Copy exactly the stretch of data below from the line with "target | grass" through the line with "target | black boot", including both of those lines.

+++ Data extract +++

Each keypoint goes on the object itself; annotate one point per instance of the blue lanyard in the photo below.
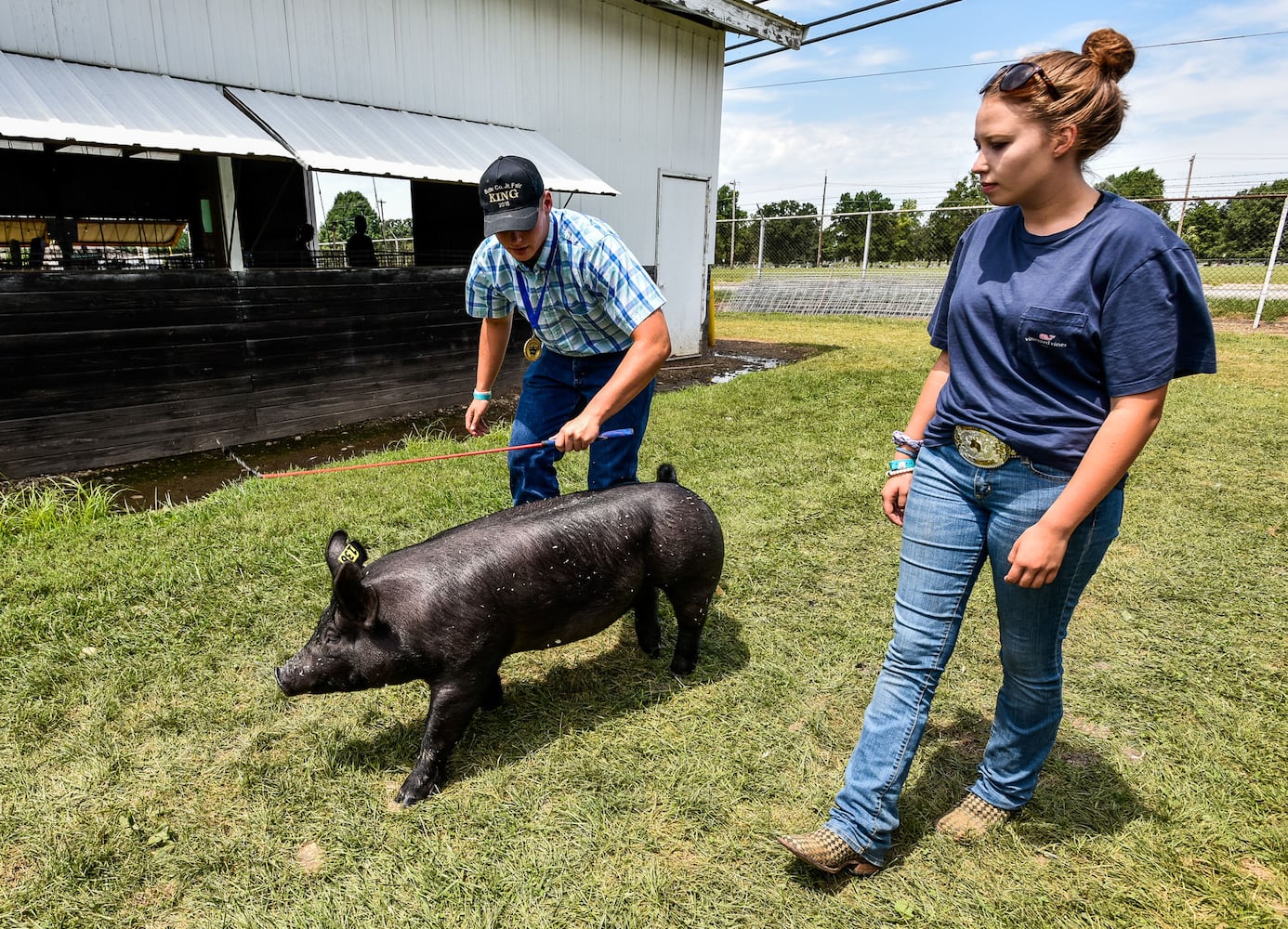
(533, 314)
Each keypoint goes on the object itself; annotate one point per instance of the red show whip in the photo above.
(610, 434)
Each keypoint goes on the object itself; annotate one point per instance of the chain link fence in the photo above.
(894, 263)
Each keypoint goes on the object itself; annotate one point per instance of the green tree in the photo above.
(946, 226)
(396, 229)
(791, 241)
(1203, 229)
(337, 226)
(746, 236)
(1251, 224)
(847, 233)
(906, 238)
(1137, 184)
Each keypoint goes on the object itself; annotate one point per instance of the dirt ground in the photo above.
(187, 478)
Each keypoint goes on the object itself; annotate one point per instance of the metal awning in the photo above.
(330, 136)
(54, 100)
(741, 17)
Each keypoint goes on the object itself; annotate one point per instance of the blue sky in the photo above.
(891, 109)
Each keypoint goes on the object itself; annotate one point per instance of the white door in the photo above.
(681, 268)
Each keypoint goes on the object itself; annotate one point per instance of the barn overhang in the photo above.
(740, 17)
(331, 136)
(123, 112)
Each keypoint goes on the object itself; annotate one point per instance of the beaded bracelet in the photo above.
(903, 466)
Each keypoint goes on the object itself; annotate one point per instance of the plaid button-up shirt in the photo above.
(596, 291)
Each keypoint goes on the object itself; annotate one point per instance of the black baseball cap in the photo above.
(510, 194)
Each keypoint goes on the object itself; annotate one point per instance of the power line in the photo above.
(977, 64)
(818, 22)
(844, 33)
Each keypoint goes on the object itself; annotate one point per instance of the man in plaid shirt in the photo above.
(599, 334)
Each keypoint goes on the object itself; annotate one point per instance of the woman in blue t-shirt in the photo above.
(1063, 320)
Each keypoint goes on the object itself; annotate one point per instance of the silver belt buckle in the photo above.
(980, 447)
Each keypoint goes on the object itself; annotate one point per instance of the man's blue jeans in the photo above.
(957, 515)
(557, 387)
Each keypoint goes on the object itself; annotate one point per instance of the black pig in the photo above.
(450, 608)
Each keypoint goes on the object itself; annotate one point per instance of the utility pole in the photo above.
(821, 207)
(733, 219)
(1185, 200)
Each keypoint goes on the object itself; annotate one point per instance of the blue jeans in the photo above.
(957, 515)
(556, 388)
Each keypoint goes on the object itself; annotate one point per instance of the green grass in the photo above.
(151, 774)
(57, 502)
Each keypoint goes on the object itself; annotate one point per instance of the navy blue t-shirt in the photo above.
(1042, 330)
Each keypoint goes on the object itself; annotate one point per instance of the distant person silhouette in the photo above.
(360, 251)
(303, 256)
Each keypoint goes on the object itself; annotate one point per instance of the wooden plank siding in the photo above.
(99, 370)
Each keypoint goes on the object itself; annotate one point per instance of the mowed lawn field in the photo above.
(152, 774)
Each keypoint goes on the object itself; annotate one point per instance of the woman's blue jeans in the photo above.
(556, 388)
(957, 515)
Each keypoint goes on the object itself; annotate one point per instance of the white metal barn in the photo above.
(617, 102)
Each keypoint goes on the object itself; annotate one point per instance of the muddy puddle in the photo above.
(180, 478)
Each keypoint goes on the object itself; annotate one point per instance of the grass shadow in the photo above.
(572, 697)
(1080, 794)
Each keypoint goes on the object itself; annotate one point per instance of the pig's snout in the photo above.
(287, 681)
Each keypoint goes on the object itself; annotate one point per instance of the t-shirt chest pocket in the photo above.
(1051, 337)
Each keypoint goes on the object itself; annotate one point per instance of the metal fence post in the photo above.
(1270, 266)
(867, 241)
(760, 254)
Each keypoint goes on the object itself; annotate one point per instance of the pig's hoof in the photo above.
(413, 792)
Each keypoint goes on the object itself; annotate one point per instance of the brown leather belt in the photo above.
(981, 448)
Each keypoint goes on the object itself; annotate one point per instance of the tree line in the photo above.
(337, 226)
(1238, 228)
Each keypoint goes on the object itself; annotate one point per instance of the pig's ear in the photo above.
(341, 551)
(357, 602)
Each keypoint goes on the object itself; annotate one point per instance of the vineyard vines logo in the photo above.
(1046, 341)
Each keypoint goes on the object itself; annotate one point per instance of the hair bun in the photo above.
(1111, 52)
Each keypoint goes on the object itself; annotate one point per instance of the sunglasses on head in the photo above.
(1014, 76)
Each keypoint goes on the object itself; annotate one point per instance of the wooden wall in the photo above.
(104, 368)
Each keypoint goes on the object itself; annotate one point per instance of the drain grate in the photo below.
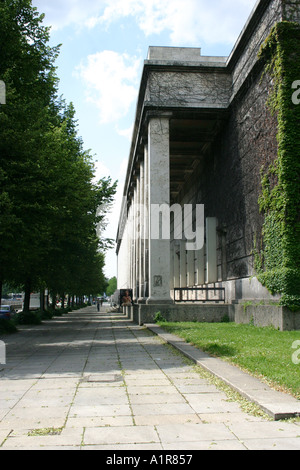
(103, 378)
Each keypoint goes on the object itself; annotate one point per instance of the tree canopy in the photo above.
(49, 198)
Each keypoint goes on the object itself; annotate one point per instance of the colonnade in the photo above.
(153, 266)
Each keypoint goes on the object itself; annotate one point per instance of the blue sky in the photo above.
(104, 44)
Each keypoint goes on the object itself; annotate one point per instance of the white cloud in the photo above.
(111, 82)
(189, 22)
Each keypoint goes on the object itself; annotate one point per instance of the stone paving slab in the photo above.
(278, 405)
(97, 381)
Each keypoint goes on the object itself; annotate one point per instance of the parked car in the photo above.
(6, 312)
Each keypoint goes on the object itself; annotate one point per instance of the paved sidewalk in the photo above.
(97, 381)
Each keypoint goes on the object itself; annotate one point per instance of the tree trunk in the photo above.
(27, 295)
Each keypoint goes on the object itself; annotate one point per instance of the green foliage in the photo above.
(28, 318)
(264, 352)
(49, 200)
(278, 267)
(112, 286)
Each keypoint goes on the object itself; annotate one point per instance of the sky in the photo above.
(103, 46)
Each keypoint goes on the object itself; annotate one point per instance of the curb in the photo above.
(276, 404)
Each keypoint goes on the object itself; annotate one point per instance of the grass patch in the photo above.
(45, 432)
(264, 352)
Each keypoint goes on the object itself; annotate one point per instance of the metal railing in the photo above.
(199, 294)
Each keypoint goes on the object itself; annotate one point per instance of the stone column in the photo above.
(141, 236)
(211, 250)
(159, 193)
(146, 222)
(183, 270)
(190, 268)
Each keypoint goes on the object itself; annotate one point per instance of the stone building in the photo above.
(202, 134)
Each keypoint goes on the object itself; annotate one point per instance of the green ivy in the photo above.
(280, 201)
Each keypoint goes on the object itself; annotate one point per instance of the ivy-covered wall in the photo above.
(278, 264)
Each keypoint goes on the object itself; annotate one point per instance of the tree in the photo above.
(112, 286)
(48, 198)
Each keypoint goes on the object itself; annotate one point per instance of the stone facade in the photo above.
(202, 135)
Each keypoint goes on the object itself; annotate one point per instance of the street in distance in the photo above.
(160, 459)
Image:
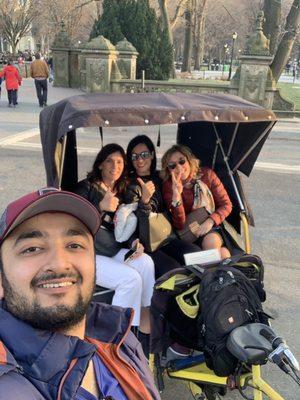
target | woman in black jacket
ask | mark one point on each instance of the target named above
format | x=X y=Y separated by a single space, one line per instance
x=145 y=187
x=132 y=281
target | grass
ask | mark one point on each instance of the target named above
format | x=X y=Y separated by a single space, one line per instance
x=291 y=91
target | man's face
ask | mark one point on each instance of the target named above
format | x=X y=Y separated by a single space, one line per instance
x=49 y=271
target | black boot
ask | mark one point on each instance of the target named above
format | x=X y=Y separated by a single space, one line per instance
x=144 y=339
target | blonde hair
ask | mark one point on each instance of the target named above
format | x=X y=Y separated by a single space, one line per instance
x=186 y=152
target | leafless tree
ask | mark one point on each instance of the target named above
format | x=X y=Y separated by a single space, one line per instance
x=199 y=31
x=77 y=15
x=287 y=41
x=16 y=18
x=272 y=12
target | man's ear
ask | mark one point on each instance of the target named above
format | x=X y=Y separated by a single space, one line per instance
x=1 y=288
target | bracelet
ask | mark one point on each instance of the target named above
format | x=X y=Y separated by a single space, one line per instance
x=176 y=203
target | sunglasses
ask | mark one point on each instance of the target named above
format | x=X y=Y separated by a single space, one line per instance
x=173 y=165
x=144 y=155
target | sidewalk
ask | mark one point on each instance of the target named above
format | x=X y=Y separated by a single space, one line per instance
x=26 y=115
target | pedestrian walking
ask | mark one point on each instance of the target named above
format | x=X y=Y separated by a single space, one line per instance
x=39 y=71
x=13 y=81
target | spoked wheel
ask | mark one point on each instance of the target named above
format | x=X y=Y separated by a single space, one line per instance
x=213 y=392
x=207 y=392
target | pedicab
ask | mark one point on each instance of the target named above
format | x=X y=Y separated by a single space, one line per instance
x=226 y=133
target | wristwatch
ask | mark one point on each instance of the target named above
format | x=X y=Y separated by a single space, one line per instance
x=176 y=203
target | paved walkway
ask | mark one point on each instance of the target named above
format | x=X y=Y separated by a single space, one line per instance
x=26 y=115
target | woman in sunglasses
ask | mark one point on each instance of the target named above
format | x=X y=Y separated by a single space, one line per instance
x=145 y=187
x=182 y=176
x=133 y=280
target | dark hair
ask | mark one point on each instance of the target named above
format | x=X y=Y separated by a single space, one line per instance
x=95 y=174
x=140 y=139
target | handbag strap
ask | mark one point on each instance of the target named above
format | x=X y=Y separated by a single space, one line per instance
x=196 y=269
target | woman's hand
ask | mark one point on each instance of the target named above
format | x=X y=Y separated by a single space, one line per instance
x=177 y=186
x=109 y=202
x=140 y=249
x=148 y=190
x=205 y=227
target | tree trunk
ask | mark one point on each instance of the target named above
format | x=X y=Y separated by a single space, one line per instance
x=286 y=44
x=167 y=27
x=272 y=11
x=188 y=40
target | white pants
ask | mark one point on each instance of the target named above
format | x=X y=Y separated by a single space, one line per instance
x=133 y=282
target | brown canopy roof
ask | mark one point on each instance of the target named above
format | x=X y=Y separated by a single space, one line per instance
x=126 y=109
x=112 y=109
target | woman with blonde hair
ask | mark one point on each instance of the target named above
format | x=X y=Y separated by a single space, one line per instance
x=186 y=187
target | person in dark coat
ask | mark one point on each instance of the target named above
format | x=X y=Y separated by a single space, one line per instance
x=145 y=187
x=181 y=172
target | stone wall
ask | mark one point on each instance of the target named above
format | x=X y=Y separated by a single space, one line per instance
x=135 y=86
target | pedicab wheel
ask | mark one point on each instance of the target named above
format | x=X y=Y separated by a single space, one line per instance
x=213 y=392
x=206 y=392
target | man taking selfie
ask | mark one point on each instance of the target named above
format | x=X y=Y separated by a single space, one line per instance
x=54 y=343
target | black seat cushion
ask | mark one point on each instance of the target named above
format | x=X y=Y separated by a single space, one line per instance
x=248 y=345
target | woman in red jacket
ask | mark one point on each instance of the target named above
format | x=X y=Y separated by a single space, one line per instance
x=183 y=178
x=13 y=81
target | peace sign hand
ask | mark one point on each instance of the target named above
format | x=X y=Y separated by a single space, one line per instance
x=177 y=186
x=148 y=190
x=109 y=202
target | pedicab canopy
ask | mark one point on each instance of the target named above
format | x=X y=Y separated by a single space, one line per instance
x=200 y=117
x=222 y=130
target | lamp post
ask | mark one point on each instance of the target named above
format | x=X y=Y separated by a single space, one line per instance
x=225 y=48
x=234 y=36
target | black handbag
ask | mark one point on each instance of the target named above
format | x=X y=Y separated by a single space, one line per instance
x=155 y=230
x=105 y=243
x=193 y=220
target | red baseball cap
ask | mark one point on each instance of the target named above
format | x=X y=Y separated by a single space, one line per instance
x=48 y=200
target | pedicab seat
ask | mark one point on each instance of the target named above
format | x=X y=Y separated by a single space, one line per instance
x=248 y=345
x=103 y=295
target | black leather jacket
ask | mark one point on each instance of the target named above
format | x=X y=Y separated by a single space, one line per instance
x=105 y=243
x=133 y=193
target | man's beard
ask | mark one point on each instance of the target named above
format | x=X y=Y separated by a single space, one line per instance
x=52 y=318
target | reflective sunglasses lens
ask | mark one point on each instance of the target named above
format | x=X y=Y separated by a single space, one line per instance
x=172 y=165
x=144 y=155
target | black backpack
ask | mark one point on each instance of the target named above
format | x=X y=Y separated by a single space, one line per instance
x=228 y=300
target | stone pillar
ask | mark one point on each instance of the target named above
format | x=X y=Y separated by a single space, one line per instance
x=95 y=63
x=127 y=59
x=60 y=50
x=74 y=71
x=253 y=80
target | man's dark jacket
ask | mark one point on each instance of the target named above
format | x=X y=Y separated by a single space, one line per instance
x=39 y=365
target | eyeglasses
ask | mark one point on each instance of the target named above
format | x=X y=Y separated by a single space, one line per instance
x=144 y=155
x=173 y=165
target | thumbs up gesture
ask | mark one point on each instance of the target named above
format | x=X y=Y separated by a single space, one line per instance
x=177 y=186
x=148 y=190
x=109 y=202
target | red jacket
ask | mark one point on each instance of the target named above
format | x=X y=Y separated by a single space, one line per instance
x=12 y=77
x=221 y=198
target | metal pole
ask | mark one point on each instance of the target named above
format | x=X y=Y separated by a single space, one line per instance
x=143 y=79
x=234 y=36
x=62 y=161
x=230 y=172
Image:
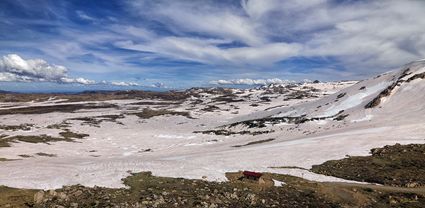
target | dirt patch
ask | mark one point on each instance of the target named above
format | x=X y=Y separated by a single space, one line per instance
x=254 y=142
x=42 y=154
x=149 y=113
x=97 y=120
x=225 y=132
x=23 y=127
x=68 y=108
x=67 y=136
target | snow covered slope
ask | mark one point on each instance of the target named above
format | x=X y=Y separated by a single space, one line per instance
x=392 y=95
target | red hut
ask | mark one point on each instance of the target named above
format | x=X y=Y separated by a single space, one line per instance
x=251 y=175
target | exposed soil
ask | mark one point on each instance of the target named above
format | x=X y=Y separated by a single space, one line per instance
x=68 y=108
x=149 y=113
x=254 y=142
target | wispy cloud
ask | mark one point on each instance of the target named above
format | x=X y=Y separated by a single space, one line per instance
x=182 y=41
x=251 y=81
x=15 y=68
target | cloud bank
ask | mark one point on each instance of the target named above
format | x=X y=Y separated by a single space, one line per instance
x=251 y=81
x=183 y=41
x=15 y=68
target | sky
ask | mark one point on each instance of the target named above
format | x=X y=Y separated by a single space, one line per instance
x=185 y=43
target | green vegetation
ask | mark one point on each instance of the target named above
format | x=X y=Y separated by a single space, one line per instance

+++

- [Written response]:
target | grass
ask | mark one point on each instance of the target named above
format | x=X y=Y separated by a single space, one line per instance
x=291 y=91
target | man's face
ask | mark one point on each instance of the target named above
format | x=X y=Y separated by a single space, one line per instance
x=49 y=271
target | black boot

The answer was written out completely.